These early recordings are incredibly crude, and they did not have the technology at the time to play them back. They were just experiments in trying to view sound waves, not attempts to preserve information for future generations.

Ah I stand corrected, thanks.

It seems like you're using WaveNet to do speech-to-text when we have better tools for that. To transfer text from Trump to Clinton, first run speech-to-text on Trump speech and then give that to a WaveNet trained on Clinton to generate speech that sounds like her but says the same thing as Trump.

> It seems like you're using WaveNet to do speech-to-text

I'm proposing reducing a vocal performance into the corresponding WaveNet input. At no point in that process is the actual "text" recovered, and doing so would defeat the whole purpose, since I don't care about the text, I care about the performance of speaking the text (whatever it was).

In your example, I can't force Trump to say something in particular. But I can force myself, so I could record myself saying something I wanted Clinton to say [Step 3] (and in a particular way, too!), and if I had a trained WaveNet for myself and Clinton, I could make it seem like Clinton actually said it.

I see. I still think it's easier to apply deepmind's feature transform on text rather than to try to invert a neural network. Armed with a network trained on Trump, deepmind's feature transform from text->network inputs, you should be able to make him say whatever you want, right?

Text -> features -> TrumpWaveNet -> Trump saying your text

> Armed with a network trained on Trump, deepmind's feature transform from text->network inputs, you should be able to make him say whatever you want, right?

Yes, that should work, and by tweaking the WaveNet input appropriately, you could also get him to say it in a particular way.

Sounds like a very fancy way to do compression with a massive custom dictionary.

### Collected material
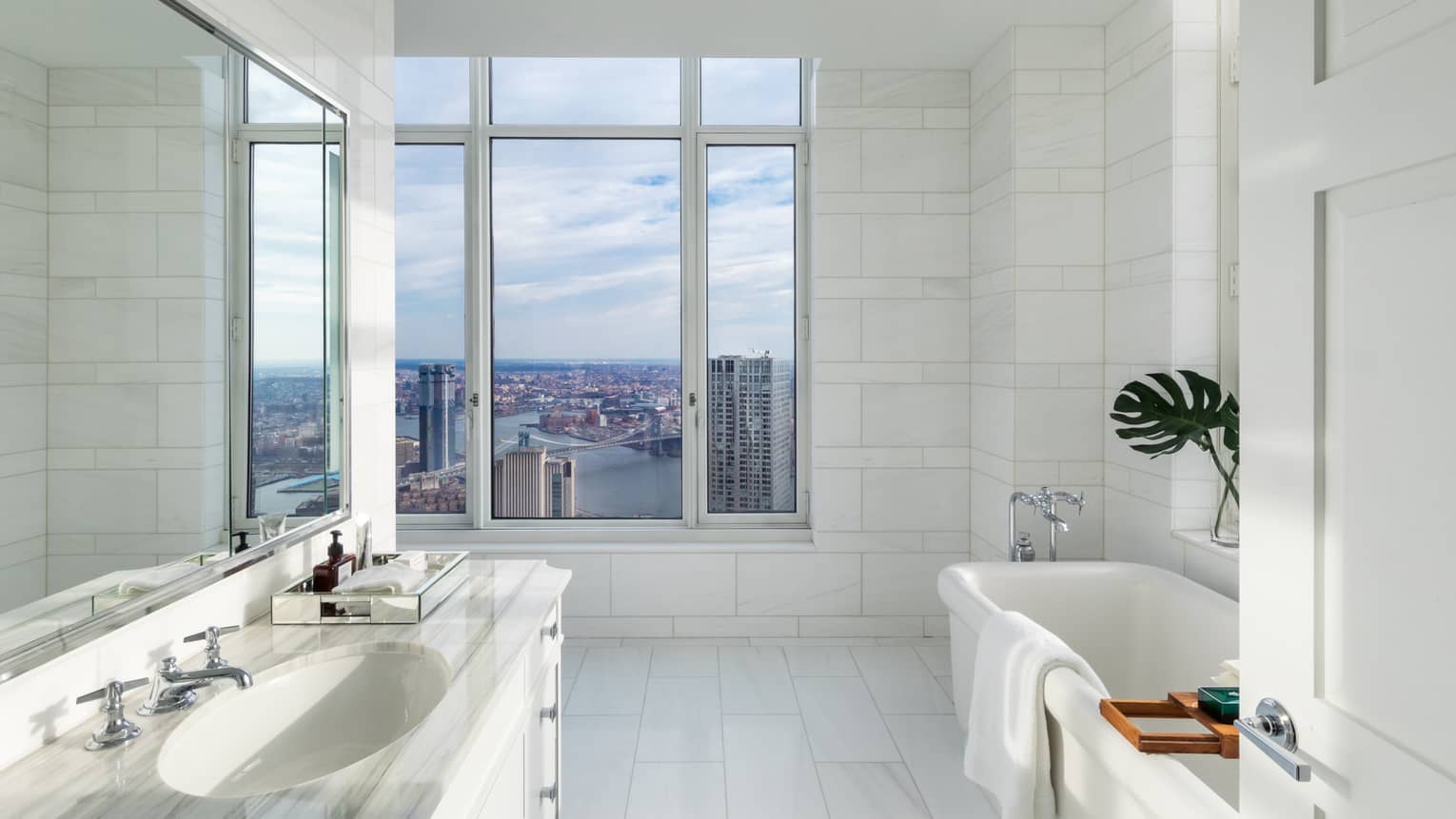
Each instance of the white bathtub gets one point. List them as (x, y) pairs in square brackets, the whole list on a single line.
[(1145, 632)]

### What this exercise asks
1. Translate this sentence from the WaveNet thread into Spanish: "Yes, that should work, and by tweaking the WaveNet input appropriately, you could also get him to say it in a particular way."
2. Go on with the WaveNet thread, starting right after its final comment.

### Results for the exercise
1. Sí, eso debería funcionar, y ajustando adecuadamente la entrada de WaveNet, también podrías lograr que lo dijera de una manera particular.

2.
Thanks for the tl;dr. However, the fun fact is not true for surjective functions, IIRC, in which case multiple inputs may relate to one output, if this is relevant for WaveNets.

Nitpicking: surjective functions do not relate to unicity of ouptuts; you'd rather talk about non-injective functions. I agree with your point, though.

(surjective != non-injective, in the same way that non-increasing != decreasing)

Wonder if there are any implications here for breaking (MitM) ZRTP protocol.


At some point to authenticate both parties verify a short message by reading it to each other.

However, NSA has already tried to MitM that about 10 years ago by using voice synthesis. It was deemed inadequate at the time. Wonder if TTS improvements like these, change that game and make it more plausable scenario.

This will make private in person key exchange way more important. Especially as the attack vector is so cheap (software).

The samples sound amazing. These causal convolutions look like a great idea, will have to re-read a few times. All the previous generative audio from raw audio samples I've heard (using LSTM) has been super noisy. These are crystal clear.

Dilated convolutions are already implemented in TF, look forward to someone implementing this paper and publishing the code.

I did a review for PixelCNN as a part of my summer internship, it covers a bit about how careful masking can be used to create a chain of conditional probabilities [0], which AFAIK is exactly how this "causal convolution" works (can't have dependencies in the 'future'). The PixelCNN and PixelRNN papers also cover this in a fair bit of detail. Ishaan Gulrajani's code is also a great implementation reference for PixelCNN / masking [1].

[0] https://github.com/tensorflow/magenta/blob/master/magenta/re...

[1] https://github.com/igul222/pixel_rnn/blob/master/pixel_rnn.p...

Heh, just read it! Very useful, will have to go through in detail

What's really intriguing is the part in their article where they explain the "babbling" of wavenet, when they train the network without the text input.

That sounds just like a small kid imitating a foreign (or their own) language. My kids grow up bilingual and I hear them attempt something similar when they are really small. I guess it's like listening in to their neural network modelling the sound of the new language.

To my Australian English ears, the babbling sounded vaguely Scandinavian.

Indeed. I was surprised by that as well. Sounded like a Dutch speaker with a muffled voice behind a screen.

Might just be that English is fairly close to German and the like but as English speakers it doesn't sound like English to us because we know English so it gets mapped as a similar but different language.

Confirms my thought that Dutch sounds like unintelligible babbling :)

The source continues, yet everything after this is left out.